• Extracted data:
-------------------------

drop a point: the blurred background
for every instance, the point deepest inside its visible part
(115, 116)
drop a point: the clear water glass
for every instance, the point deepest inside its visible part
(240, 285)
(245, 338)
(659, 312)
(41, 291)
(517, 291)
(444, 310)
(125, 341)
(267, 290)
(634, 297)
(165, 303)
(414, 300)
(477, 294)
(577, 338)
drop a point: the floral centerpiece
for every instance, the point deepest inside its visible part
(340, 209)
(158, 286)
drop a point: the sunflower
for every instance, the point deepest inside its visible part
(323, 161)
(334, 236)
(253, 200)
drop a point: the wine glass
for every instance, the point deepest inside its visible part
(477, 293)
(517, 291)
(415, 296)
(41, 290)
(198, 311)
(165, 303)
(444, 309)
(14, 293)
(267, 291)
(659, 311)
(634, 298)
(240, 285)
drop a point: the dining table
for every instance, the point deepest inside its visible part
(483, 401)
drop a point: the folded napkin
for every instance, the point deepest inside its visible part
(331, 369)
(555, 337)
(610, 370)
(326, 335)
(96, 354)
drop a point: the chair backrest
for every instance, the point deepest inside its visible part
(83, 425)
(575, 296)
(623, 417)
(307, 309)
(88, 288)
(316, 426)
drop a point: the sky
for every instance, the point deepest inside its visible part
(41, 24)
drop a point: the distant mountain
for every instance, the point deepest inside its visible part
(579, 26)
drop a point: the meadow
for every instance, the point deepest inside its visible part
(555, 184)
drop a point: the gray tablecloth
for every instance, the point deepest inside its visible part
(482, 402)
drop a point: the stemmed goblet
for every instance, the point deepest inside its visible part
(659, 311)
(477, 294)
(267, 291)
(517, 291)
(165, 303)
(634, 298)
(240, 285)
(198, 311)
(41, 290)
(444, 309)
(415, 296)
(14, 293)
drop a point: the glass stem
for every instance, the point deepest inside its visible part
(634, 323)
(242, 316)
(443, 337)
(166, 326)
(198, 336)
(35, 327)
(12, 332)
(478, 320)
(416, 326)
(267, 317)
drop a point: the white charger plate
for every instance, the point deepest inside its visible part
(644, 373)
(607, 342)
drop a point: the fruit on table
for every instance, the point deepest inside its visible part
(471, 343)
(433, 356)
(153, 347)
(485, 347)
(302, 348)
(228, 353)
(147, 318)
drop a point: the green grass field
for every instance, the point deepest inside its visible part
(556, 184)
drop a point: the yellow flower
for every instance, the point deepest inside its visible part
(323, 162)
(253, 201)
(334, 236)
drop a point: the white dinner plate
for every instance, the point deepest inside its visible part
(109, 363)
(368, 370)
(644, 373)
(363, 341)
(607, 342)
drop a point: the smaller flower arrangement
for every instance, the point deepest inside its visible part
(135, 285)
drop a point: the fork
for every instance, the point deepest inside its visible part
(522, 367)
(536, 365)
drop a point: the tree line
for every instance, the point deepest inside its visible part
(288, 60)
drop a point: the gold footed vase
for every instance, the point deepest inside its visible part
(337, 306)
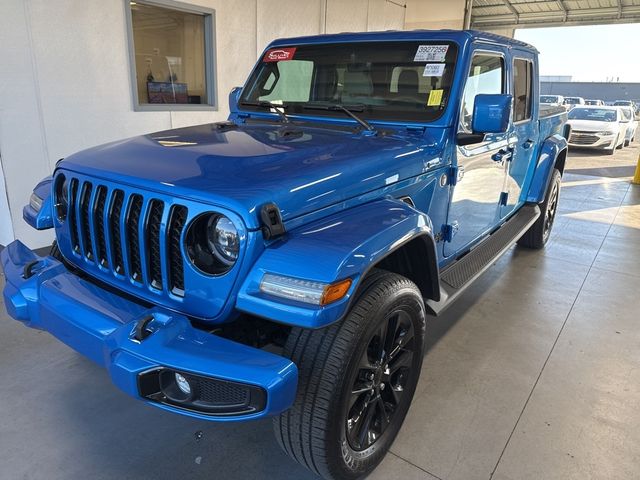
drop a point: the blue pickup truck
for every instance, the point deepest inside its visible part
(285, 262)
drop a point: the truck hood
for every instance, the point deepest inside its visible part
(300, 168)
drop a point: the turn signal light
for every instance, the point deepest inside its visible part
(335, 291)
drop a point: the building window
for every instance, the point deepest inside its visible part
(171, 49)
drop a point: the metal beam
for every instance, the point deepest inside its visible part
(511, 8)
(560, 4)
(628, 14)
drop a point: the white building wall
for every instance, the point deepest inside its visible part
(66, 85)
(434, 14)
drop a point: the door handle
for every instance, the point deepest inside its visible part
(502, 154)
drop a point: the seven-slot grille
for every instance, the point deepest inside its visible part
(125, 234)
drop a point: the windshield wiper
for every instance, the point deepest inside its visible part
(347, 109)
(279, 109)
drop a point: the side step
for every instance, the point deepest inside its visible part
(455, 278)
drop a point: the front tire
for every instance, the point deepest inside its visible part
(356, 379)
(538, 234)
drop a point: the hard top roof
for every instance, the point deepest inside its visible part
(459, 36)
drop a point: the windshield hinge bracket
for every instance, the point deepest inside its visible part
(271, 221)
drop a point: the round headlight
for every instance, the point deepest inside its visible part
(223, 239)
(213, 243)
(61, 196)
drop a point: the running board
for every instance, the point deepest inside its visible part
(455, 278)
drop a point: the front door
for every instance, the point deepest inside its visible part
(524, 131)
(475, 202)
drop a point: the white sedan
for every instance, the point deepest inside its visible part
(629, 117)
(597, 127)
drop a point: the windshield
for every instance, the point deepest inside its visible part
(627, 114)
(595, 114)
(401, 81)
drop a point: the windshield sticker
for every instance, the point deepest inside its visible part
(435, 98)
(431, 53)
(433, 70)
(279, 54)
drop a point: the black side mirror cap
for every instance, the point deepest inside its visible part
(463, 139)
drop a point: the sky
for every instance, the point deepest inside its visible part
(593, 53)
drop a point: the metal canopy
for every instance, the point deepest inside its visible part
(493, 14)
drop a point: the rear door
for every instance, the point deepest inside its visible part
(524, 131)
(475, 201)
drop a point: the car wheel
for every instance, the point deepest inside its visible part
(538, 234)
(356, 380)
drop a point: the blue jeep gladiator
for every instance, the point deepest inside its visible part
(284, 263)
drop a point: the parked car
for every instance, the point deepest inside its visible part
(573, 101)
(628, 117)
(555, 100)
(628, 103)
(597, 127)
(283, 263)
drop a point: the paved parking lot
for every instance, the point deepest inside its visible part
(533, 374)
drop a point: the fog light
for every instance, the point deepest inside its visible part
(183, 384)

-------------------------

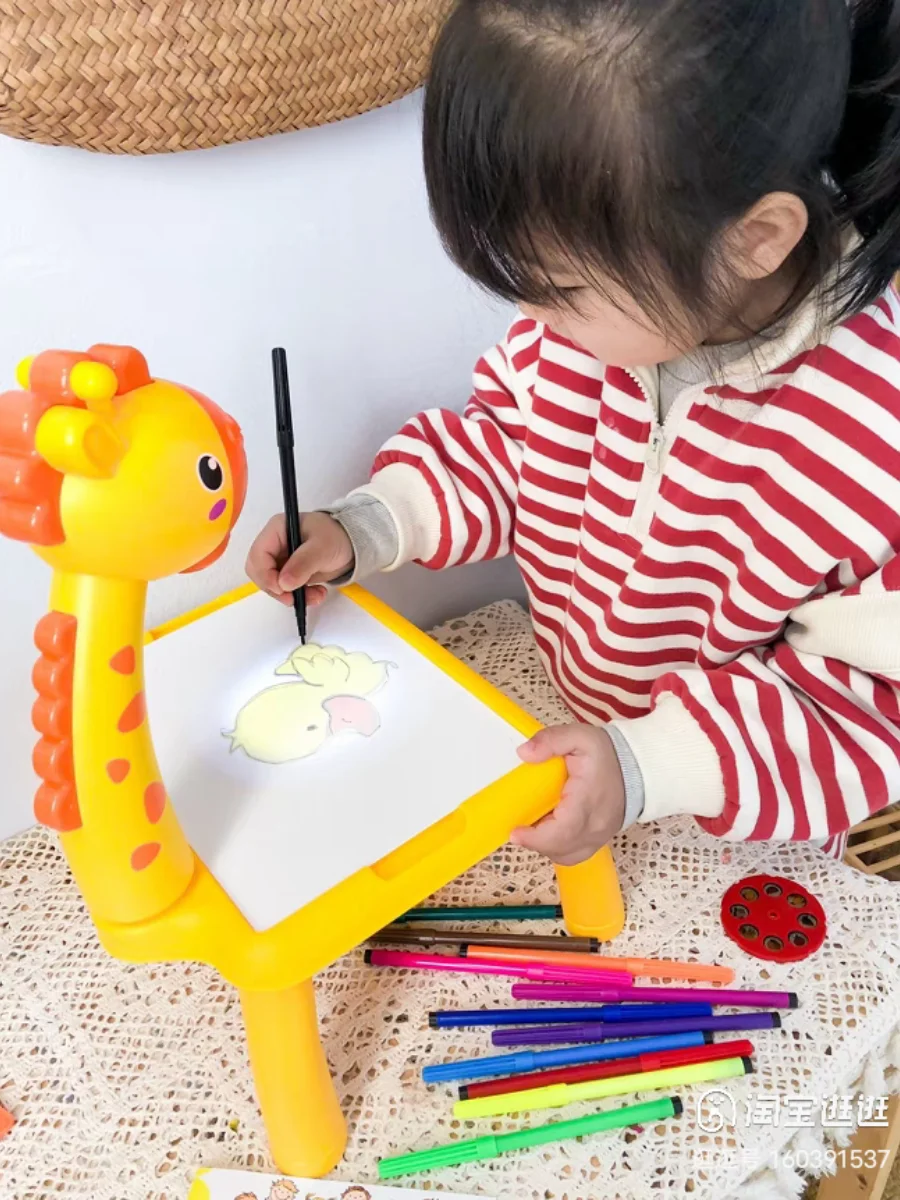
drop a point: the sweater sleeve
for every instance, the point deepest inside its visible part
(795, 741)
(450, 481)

-------------------------

• Instructions to follow:
Find every line in the items above that contains the word "plate", with matching case, and copy each line in full.

• Correct response:
drop a point: the white charger plate
drop a point: the white dinner plate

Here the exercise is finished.